D'après vous, APROCHIM aurait versé 720000 euros aux agriculteurs, toutefois « sans reconnaissance de responsabilité, afin de gérer la situation d’urgence à la fin de 2011, en relation étroite avec l’Administration ». Mr le sous-préfet, vous prétendez que « certains agriculteurs ont des demandes 10 à 15 fois supérieures aux évaluations des experts de l’État ». Les agriculteurs ont fait chiffrer leurs préjudices en question par des experts compétents en économie agricole : comptables (des centres de gestion), experts d’assurances. Les Experts de l’État avaient-ils la même indépendance ?
Il faut préciser que les experts mandatés par l’État en Mai/juin 2011 avaient pour mission d’estimer les préjudices agricoles en supposant que la pollution était déjà éradiquée et que les préjudices n’étaient que ceux déjà constatés. Or, en novembre 2011, l'entreprise était mise en demeure de réduire ses émissions de rejets ! Seuls les préjudices directs ont été partiellement chiffrés et de manière expéditive, de façon à clore le dossier rapidement, sans aucune concertation entre les parties.
En résumé, sur les 1 500 000 euros chiffrés en Juin 2011 par les experts mandatés par l’État, une
moitié seulement a été versée aujourd’hui… (720 000 euros selon vous, Monsieur le sous-préfet ), dont la moitié de cette somme répartie entre 4 éleveurs.
Pour les autres :
- 4 exploitations dont 2 sévèrement impactées n’ont perçu aucune indemnisation.
- 2 exploitations sont en justice dont seulement une a perçu une provision.
- 4 exploitations ont été indemnisées partiellement.

● Consigne:
Écrivez la suite du texte sur l'indemnisation des agriculteurs touchés par la pollution d'APROCHIM, en partant de sa dernière phrase.

● Entrées de données:
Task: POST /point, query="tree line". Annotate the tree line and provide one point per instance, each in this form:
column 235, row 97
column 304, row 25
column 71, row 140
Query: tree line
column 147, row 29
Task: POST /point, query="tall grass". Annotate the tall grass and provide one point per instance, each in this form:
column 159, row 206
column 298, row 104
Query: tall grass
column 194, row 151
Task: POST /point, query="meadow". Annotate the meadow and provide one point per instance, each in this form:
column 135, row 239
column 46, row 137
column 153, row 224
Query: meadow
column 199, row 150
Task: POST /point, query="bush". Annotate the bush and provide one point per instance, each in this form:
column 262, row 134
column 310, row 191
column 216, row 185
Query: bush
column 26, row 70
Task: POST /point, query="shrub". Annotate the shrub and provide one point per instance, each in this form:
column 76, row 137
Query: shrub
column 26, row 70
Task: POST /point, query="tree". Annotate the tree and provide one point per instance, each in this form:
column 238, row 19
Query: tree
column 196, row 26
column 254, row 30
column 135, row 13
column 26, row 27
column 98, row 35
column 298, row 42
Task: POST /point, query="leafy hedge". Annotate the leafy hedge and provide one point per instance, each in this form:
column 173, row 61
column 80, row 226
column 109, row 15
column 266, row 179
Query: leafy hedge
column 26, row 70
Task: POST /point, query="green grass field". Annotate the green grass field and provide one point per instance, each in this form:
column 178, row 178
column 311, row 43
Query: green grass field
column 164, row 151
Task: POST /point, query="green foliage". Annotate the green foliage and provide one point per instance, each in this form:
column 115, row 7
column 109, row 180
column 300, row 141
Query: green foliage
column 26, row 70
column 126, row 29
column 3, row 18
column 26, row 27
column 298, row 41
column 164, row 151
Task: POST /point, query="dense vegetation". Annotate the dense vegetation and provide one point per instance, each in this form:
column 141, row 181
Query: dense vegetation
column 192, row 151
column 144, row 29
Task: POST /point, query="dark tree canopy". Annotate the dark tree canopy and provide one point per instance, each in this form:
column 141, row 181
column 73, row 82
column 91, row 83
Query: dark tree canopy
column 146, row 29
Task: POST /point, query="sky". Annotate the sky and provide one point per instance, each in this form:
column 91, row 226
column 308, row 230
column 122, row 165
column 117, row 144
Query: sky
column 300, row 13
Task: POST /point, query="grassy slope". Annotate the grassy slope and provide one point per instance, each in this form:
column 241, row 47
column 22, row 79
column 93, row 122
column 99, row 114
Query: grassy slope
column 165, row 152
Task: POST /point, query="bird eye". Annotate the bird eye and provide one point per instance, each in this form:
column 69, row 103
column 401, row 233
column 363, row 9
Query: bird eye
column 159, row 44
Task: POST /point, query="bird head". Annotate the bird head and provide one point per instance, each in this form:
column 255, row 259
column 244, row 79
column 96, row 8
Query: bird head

● Problème résolu:
On ne peut que constater l’inégalité de traitement des dossiers au niveau des calculs d’indemnisation et de la fiscalité, avec pour exemple un exploitant intégralement indemnisé pour lequel des pertes importantes en vente directe ont été calculées (perte de revenu immédiate, augmentée de la perte de clientèle sur 3 ans), quand pour d’autres exploitations en vente directe, il n’a été chiffré qu’une demi année de pertes, voire rien. Les indemnisations se font à « la tête du client » et il n’y a aucune notion d’impartialité.
« Les teneurs dans les viandes ont baissé de manière importante » d’après l’article du Haut Anjou du 13 juillet dernier. Mais dans quelle exploitation pouvez-vous affirmer cela ? Ne s'agirait-il une ferme-témoin indemnisée et qui a remplacé son cheptel ?
Deux contre-exemples flagrants :
-3 bovins saisis dans un élevage à 1400m de l’usine (impropres à la consommation)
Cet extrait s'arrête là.